**TASK STATEMENT**
Every record should be copied exactly, except that pictures are to be omitted.

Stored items
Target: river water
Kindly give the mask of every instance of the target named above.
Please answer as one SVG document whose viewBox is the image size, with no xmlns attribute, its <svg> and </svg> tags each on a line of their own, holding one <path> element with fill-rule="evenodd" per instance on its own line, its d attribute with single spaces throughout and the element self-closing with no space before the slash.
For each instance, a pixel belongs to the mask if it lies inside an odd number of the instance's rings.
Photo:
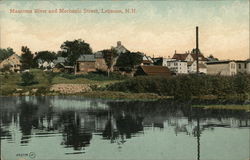
<svg viewBox="0 0 250 160">
<path fill-rule="evenodd" d="M 247 160 L 249 112 L 171 101 L 1 97 L 3 160 Z"/>
</svg>

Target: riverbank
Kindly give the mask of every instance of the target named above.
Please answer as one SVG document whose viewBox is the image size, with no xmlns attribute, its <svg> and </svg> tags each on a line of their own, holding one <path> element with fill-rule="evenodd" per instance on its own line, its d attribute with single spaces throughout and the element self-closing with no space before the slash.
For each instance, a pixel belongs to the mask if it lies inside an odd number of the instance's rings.
<svg viewBox="0 0 250 160">
<path fill-rule="evenodd" d="M 18 73 L 2 74 L 2 96 L 79 95 L 111 99 L 250 99 L 250 76 L 179 75 L 163 77 L 125 77 L 103 73 L 72 75 L 31 70 L 36 84 L 23 86 Z"/>
</svg>

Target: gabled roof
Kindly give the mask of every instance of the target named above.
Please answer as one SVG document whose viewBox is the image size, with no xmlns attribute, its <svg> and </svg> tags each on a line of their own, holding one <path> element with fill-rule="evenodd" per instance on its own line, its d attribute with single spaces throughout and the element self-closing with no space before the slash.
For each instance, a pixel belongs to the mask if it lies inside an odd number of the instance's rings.
<svg viewBox="0 0 250 160">
<path fill-rule="evenodd" d="M 93 54 L 86 54 L 81 55 L 76 61 L 81 62 L 95 62 L 95 55 Z"/>
<path fill-rule="evenodd" d="M 197 55 L 195 53 L 190 54 L 194 60 L 196 60 Z M 198 54 L 199 60 L 200 61 L 206 61 L 207 59 L 203 56 L 203 54 Z"/>
<path fill-rule="evenodd" d="M 185 61 L 187 56 L 188 56 L 188 53 L 175 53 L 172 58 L 176 60 Z"/>
<path fill-rule="evenodd" d="M 170 70 L 168 69 L 168 67 L 164 67 L 164 66 L 140 66 L 142 71 L 146 74 L 146 75 L 151 75 L 151 76 L 155 76 L 155 75 L 159 75 L 159 76 L 169 76 L 171 75 Z"/>
</svg>

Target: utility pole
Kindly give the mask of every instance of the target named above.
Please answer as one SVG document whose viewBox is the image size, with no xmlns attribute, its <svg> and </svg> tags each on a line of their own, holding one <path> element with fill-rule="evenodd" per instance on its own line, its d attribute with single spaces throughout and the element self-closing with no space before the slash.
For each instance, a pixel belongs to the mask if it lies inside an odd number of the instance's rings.
<svg viewBox="0 0 250 160">
<path fill-rule="evenodd" d="M 196 72 L 197 74 L 199 74 L 199 52 L 200 50 L 199 50 L 199 27 L 198 26 L 196 26 L 196 49 L 195 51 L 196 51 L 196 67 L 197 67 Z"/>
</svg>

**WRITTEN ANSWER**
Target: river water
Kindly give the mask of every instance of the target named above.
Please answer as one SVG document whose viewBox is the image size, with no xmlns attribute, its <svg> and </svg> tags each on a line of their own, holding one <path> element with fill-rule="evenodd" per instance on its own line, its d attribute with single spaces throughout and the element self-closing with no space before the slash.
For each instance, a pixel belongs to the mask if it lies inside an odd number of the instance's rings.
Photo:
<svg viewBox="0 0 250 160">
<path fill-rule="evenodd" d="M 247 160 L 249 112 L 171 101 L 1 97 L 3 160 Z"/>
</svg>

Target: riverbank
Kindly give the mask of every instance of the target named above.
Please answer as one SVG document whose viewBox is the image size, with no xmlns attribute, its <svg> and </svg> tags each on a line of their own, holding one <path> element with fill-rule="evenodd" per instance on its own line, its d attribute with single spaces throughout and the element self-closing with no space before the slash.
For each instance, a pixel belongs to the mask if it lies inside an odd number of the instance's rings.
<svg viewBox="0 0 250 160">
<path fill-rule="evenodd" d="M 18 73 L 2 74 L 2 96 L 79 95 L 111 99 L 250 99 L 250 76 L 179 75 L 163 77 L 125 77 L 103 73 L 72 75 L 31 70 L 36 84 L 23 86 Z"/>
</svg>

Target: gabled roof
Kindly give the mask of every instance of the target named above.
Please answer as one SVG document whose viewBox is the image size, with no xmlns attribute, its <svg> and </svg> tags each on a line of their own, holding one <path> element with fill-rule="evenodd" per instance on its own line, its d attribute with single spaces throughout and the element self-closing with no space before the slash.
For each instance, a pixel belongs to the mask if it lies inside an odd number of the instance's rings.
<svg viewBox="0 0 250 160">
<path fill-rule="evenodd" d="M 93 54 L 86 54 L 81 55 L 76 61 L 81 62 L 95 62 L 95 55 Z"/>
<path fill-rule="evenodd" d="M 197 55 L 195 53 L 190 54 L 194 60 L 196 60 Z M 198 54 L 199 60 L 200 61 L 206 61 L 207 59 L 203 56 L 203 54 Z"/>
<path fill-rule="evenodd" d="M 185 61 L 187 56 L 188 56 L 188 53 L 175 53 L 172 58 L 176 60 Z"/>
<path fill-rule="evenodd" d="M 170 70 L 168 69 L 168 67 L 164 67 L 164 66 L 140 66 L 142 71 L 146 74 L 146 75 L 151 75 L 151 76 L 155 76 L 155 75 L 159 75 L 159 76 L 169 76 L 171 75 Z"/>
</svg>

Target: utility pole
Kindly give the mask of every instance of the target named above.
Please answer as one SVG document whose viewBox is the image size, with no xmlns attribute, its <svg> and </svg> tags each on a line of their own, holding one <path> element with fill-rule="evenodd" per instance on its own line, its d attribute with single spaces throughout and the element self-closing with no space before the slash.
For each instance, a pixel belongs to the mask if it lies inside an odd number of the instance's rings.
<svg viewBox="0 0 250 160">
<path fill-rule="evenodd" d="M 196 72 L 197 74 L 199 74 L 199 52 L 200 50 L 199 50 L 199 27 L 198 26 L 196 26 L 196 49 L 195 51 L 196 51 L 196 67 L 197 67 Z"/>
</svg>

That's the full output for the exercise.